• _Aim 1_: From the peer review, copy the part that opens with the words containing "-> Clear and" and closes with "field background/context provided.".
• _Aim 2_: In the peer review, which dataset in Table 1 is named as the biggest, and how many records does it have?

• _Supplied text_:
____________
Validity of the findings

Section 6
- Table 1: None of these datasets actually contains "big" data. 100000 records (in PPS - the biggest dataset) cannot be considered a high value when compared to most contemporary real-world scenarios. Hence, experiments with real big datasets should be executed.
- Table 1: Although the values of the features in the Zoo dataset have numerical representation, they are, in fact, boolean (i.e., categorical) values. This should be better explained. Moreover, the other datasets must be checked concerning this subtle characteristic.
- Line 498: Why sonar?
- Table 2: What about the standard deviation?
- Table 2: Please, highlight the best value for each dataset.
- What about a detailed analysis of the boxplot of Figure 9?
- Is there a reason that justifies KI and FCKI's superiority?
- What about a comparison between KI and FCKI?
- The authors should comment on NRMSE and MAE values.
- I suggest that the authors run the Friedman Test before presenting the results of the Nemenyi Test. By the way, what of the confidence value used in the test? What about the values of the statistic?
- Lines 635-639: Are those future works? If so, I suggest placing them at the end of Section 7.
- Table 5: Does this time encompass finding the best c value and the clustering process? Please clarify that in the text.

Annotated reviews are not available for download in order to protect the identity of reviewers who chose to remain anonymous.

Cite this review as

Anonymous Reviewer (2021) Peer Review #2 of "Advanced methods for missing values imputation based on similarity learning (v0.1)". PeerJ Computer Science https://doi.org/10.7287/peerj-cs.619v0.1/reviews/2

Jorge Soares · Mar 1, 2021

Basic reporting

-> Clear and unambiguous, professional English used throughout.
Generally, the article uses clear, adequate technical language. It respects the style of scientific communications and has an easy reading.

However, the excessive use of the verb "to tackle", especially in the first part of the text, makes reading truncated. Synonyms can quickly solve this situation.

There is also an overuse of passive voice in the text, which can be tiring for the reader. More direct communication becomes useful in its purposes. Finally, there is an excessive repetition of words. Make more use of synonyms.

-> Literature references, sufficient field background/context provided.
The core of the proposal omitted a vital concept: both proposed implement hot-deck imputation, proposed by Ford in 1983 (Ford, BL. An overview of hot-deck procedures. In: Madow, WG .; Olkin, I .; Rubin, DB., Editors. Incomplete Data in Sample Surveys. Vol. 2. New York: Academic Press; 1983. p. 185-207).

The authors' proposals reveal that they adopt the hot-deck imputation. It becomes apparent in the abstract, in lines 19 to 21: "The best set of nearest neighbors for each missing record is discovered through the records similarity by using the KNN algorithm."

The work uses the k-NN and fuzzy c-means algorithms as predecessors of imputation. However, they are clustering algorithms! So, we see the hot-deck imputation there.
____________
• _Dataset entries_:
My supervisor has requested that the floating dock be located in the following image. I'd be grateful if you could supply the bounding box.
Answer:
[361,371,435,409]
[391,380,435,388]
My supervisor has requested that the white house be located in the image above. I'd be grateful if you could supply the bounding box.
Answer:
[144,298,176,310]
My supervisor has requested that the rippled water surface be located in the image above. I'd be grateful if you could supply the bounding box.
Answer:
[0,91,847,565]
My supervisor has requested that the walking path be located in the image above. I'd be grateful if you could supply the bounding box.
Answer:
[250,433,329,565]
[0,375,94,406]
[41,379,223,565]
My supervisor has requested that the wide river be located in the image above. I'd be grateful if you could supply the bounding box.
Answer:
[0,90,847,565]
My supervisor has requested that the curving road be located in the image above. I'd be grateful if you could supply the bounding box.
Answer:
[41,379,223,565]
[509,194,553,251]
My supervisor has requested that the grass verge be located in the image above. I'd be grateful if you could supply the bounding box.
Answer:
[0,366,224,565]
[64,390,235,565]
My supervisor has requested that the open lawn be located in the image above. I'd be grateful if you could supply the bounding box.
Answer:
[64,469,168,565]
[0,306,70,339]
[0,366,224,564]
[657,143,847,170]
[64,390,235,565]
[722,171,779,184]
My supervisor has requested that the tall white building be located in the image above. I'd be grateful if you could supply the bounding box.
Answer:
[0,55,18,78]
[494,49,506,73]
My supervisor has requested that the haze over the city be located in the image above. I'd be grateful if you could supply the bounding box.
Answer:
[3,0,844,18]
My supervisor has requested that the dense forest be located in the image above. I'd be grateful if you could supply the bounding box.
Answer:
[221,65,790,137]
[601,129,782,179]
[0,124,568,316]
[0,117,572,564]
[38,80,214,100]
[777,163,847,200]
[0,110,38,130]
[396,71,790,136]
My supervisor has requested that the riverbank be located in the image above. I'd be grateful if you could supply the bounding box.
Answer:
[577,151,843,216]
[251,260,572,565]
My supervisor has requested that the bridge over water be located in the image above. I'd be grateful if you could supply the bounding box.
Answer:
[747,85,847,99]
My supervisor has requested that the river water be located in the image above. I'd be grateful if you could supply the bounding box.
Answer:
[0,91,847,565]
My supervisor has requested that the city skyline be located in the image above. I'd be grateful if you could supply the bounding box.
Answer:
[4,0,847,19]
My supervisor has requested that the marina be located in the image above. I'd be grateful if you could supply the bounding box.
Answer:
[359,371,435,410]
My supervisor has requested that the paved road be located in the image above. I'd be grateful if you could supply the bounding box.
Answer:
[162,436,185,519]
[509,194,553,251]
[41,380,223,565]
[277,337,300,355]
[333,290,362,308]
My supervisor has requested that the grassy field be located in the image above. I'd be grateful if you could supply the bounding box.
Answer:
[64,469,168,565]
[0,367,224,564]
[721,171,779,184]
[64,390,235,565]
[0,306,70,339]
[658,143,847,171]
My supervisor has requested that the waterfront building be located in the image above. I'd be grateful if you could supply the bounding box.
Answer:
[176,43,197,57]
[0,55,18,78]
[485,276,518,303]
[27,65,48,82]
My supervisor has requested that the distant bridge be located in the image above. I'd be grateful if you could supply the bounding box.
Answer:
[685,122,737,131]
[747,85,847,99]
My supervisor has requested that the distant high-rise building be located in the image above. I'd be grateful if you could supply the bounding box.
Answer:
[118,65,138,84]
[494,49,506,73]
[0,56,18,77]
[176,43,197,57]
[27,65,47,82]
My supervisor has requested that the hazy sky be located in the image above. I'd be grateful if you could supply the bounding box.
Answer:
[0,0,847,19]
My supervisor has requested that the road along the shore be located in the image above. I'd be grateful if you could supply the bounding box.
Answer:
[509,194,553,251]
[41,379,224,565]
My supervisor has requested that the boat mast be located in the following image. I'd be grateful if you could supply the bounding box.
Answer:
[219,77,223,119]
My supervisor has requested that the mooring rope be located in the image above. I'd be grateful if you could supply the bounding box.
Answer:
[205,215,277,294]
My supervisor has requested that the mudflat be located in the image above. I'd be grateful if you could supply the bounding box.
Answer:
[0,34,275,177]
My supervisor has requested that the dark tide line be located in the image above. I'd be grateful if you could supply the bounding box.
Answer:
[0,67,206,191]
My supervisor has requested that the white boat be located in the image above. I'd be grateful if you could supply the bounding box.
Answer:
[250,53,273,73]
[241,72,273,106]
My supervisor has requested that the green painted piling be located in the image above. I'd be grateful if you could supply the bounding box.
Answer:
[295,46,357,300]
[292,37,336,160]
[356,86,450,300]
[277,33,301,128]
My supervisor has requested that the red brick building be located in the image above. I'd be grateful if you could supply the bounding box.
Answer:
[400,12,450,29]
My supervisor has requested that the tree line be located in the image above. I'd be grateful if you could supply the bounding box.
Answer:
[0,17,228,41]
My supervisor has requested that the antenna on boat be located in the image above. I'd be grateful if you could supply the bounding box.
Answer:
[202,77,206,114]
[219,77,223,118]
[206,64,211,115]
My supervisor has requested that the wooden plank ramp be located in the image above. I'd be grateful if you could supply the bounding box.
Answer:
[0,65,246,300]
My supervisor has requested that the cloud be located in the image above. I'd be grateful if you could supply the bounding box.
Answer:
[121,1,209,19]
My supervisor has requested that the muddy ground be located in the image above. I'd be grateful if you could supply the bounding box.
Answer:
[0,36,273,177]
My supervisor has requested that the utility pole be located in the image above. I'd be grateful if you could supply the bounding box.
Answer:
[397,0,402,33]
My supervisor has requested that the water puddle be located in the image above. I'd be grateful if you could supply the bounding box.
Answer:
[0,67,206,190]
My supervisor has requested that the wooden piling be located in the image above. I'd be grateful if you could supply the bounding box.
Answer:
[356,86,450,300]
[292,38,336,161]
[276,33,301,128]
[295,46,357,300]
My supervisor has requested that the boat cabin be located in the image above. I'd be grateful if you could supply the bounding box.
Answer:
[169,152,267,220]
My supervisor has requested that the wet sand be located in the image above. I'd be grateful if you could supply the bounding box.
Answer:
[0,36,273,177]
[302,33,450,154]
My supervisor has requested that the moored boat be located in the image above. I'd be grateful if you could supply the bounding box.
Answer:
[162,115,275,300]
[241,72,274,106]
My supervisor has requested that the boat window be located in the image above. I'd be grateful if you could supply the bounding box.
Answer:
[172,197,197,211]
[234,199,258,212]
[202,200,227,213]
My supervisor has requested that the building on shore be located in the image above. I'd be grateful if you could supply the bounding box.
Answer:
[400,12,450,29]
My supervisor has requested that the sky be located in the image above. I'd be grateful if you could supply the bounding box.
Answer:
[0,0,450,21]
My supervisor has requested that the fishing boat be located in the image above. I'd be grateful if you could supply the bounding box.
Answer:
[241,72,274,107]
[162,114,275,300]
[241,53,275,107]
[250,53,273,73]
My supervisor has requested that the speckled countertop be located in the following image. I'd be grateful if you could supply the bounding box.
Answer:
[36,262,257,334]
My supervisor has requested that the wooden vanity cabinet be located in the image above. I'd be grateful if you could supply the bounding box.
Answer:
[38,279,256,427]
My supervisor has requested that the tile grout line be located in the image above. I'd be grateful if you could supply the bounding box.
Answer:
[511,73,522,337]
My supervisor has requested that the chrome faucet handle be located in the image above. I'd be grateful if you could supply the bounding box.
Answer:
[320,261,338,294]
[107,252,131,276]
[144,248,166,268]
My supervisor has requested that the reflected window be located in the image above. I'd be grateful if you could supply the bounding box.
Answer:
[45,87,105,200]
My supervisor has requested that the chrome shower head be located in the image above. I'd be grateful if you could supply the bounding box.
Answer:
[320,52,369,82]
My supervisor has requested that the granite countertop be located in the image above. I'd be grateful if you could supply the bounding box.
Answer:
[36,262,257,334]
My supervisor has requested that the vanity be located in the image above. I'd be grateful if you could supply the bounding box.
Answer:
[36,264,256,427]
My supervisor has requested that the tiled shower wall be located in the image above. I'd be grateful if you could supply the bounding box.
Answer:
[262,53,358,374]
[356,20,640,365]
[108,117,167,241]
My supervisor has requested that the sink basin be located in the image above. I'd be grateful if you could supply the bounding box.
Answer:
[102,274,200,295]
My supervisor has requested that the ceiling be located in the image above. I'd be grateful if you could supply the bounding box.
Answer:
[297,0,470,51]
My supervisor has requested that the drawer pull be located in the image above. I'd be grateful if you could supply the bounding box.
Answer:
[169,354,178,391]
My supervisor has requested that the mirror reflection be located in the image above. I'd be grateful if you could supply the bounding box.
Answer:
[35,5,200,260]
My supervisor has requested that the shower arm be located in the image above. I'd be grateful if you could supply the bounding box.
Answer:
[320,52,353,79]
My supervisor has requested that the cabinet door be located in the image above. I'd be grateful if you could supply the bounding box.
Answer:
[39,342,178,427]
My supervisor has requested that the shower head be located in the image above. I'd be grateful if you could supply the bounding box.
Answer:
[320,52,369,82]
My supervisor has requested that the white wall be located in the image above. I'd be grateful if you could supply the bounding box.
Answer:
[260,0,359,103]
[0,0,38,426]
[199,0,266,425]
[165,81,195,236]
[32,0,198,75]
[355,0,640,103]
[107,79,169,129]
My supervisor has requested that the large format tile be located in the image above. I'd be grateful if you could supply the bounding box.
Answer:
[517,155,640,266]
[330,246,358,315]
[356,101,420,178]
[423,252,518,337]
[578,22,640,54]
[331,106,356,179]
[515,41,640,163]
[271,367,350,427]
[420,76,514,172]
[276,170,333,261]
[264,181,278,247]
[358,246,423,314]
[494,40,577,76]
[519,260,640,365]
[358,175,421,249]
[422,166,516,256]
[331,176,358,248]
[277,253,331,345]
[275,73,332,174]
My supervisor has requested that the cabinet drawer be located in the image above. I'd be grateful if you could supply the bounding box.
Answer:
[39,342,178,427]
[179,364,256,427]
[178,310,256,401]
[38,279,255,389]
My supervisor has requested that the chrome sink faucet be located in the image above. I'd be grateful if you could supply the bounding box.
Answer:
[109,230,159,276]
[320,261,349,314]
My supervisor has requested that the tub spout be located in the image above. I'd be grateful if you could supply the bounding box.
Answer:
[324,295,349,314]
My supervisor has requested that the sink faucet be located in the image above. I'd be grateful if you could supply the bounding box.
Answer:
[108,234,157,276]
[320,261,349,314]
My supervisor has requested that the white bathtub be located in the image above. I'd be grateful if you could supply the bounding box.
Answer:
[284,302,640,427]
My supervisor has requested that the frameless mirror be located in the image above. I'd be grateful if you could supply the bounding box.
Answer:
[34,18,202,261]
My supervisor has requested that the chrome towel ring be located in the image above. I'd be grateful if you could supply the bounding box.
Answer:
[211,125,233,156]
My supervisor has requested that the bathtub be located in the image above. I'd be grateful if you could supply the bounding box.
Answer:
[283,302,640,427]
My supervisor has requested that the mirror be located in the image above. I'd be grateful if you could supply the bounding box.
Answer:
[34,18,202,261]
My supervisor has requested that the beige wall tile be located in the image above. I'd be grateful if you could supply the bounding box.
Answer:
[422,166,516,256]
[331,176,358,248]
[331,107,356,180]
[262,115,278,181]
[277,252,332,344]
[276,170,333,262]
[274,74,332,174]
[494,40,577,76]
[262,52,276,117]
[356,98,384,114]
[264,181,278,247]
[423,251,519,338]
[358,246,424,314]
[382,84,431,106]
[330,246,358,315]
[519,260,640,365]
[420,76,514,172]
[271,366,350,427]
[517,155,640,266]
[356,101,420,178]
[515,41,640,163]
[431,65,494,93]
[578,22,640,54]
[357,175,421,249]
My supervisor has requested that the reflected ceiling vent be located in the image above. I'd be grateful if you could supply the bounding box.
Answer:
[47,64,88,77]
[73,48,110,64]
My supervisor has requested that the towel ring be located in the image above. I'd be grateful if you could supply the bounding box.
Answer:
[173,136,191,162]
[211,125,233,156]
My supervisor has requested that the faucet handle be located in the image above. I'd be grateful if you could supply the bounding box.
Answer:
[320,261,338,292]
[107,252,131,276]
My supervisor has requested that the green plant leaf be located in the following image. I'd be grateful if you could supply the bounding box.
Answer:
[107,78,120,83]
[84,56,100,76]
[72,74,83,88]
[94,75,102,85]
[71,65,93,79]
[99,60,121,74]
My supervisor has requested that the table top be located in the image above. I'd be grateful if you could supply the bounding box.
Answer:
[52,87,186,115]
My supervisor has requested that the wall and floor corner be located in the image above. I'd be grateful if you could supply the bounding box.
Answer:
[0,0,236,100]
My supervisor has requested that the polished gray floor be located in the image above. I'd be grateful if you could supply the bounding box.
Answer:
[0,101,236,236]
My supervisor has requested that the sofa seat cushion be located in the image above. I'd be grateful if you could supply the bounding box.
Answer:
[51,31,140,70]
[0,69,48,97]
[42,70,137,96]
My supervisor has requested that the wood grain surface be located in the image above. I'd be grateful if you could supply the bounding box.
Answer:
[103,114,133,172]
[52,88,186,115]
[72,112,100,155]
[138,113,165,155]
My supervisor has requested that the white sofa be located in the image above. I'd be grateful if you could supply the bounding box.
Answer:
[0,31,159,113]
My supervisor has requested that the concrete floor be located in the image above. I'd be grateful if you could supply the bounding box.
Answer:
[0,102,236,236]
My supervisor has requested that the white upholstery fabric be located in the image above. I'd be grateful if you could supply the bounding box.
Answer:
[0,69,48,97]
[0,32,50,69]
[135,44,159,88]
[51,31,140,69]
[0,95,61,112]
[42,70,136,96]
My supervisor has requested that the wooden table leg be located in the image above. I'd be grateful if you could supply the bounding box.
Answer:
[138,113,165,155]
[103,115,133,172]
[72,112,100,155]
____________
• _Full output 1_:
-> Clear and unambiguous, professional English used throughout.
Generally, the article uses clear, adequate technical language. It respects the style of scientific communications and has an easy reading.

However, the excessive use of the verb "to tackle", especially in the first part of the text, makes reading truncated. Synonyms can quickly solve this situation.

There is also an overuse of passive voice in the text, which can be tiring for the reader. More direct communication becomes useful in its purposes. Finally, there is an excessive repetition of words. Make more use of synonyms.

-> Literature references, sufficient field background/context provided.

• _Full output 2_: PPS, with 100000 records.